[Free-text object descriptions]
╭──
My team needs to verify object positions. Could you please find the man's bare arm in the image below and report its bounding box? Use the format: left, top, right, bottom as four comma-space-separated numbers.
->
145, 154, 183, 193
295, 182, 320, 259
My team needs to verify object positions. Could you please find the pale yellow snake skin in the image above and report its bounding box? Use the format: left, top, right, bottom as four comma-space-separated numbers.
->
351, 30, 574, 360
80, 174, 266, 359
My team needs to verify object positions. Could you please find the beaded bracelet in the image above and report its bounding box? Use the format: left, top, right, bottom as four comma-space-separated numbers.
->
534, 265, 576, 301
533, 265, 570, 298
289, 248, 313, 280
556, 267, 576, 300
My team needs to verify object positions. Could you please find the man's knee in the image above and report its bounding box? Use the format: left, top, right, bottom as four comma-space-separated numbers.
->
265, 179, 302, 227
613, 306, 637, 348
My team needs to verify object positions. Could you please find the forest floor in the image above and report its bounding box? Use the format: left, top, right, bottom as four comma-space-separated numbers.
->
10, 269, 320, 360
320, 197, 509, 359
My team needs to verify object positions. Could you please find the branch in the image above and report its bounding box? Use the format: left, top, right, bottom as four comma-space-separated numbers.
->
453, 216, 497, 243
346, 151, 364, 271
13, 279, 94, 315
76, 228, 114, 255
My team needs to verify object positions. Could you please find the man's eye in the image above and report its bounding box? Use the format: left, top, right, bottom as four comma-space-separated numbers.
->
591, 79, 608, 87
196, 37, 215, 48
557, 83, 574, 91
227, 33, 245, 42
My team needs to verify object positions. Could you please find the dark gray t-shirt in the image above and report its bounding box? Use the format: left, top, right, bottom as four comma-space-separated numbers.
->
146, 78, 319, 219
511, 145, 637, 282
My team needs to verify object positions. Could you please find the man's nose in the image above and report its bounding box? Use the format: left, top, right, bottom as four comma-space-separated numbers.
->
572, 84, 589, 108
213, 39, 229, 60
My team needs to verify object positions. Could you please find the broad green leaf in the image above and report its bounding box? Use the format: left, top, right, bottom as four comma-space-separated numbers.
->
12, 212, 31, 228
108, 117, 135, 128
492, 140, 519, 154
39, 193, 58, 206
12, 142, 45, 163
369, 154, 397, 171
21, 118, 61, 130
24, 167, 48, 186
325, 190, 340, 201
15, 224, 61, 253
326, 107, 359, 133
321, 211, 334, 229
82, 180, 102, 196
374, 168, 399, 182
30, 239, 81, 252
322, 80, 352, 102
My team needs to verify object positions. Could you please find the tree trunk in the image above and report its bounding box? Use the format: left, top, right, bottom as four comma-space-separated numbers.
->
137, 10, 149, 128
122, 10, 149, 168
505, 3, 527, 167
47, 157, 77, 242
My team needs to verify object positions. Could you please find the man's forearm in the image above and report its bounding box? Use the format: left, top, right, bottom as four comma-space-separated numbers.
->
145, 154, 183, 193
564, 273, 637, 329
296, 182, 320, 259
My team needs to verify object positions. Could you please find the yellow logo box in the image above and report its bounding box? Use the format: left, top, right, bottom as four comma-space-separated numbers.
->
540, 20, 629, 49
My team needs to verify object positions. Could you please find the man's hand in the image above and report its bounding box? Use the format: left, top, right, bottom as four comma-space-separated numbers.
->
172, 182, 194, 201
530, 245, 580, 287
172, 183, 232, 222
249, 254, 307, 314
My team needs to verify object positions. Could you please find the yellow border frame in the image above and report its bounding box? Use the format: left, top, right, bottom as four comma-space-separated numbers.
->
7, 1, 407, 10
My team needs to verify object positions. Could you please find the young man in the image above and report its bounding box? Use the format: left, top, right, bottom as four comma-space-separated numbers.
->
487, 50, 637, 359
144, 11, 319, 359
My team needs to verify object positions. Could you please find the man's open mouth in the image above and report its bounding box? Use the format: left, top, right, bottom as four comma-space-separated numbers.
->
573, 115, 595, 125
╰──
**Task objective**:
Your answer should hold the line with "the man's open" and each line after it to the end of the data, retyped exactly. Include no other lines.

**Task answer**:
My team needs to verify object positions. Could you please find the man's open mouth in the image above and report its bounding box? Use the format: left, top, right, bottom as four comma-space-separated numbers.
->
573, 115, 595, 125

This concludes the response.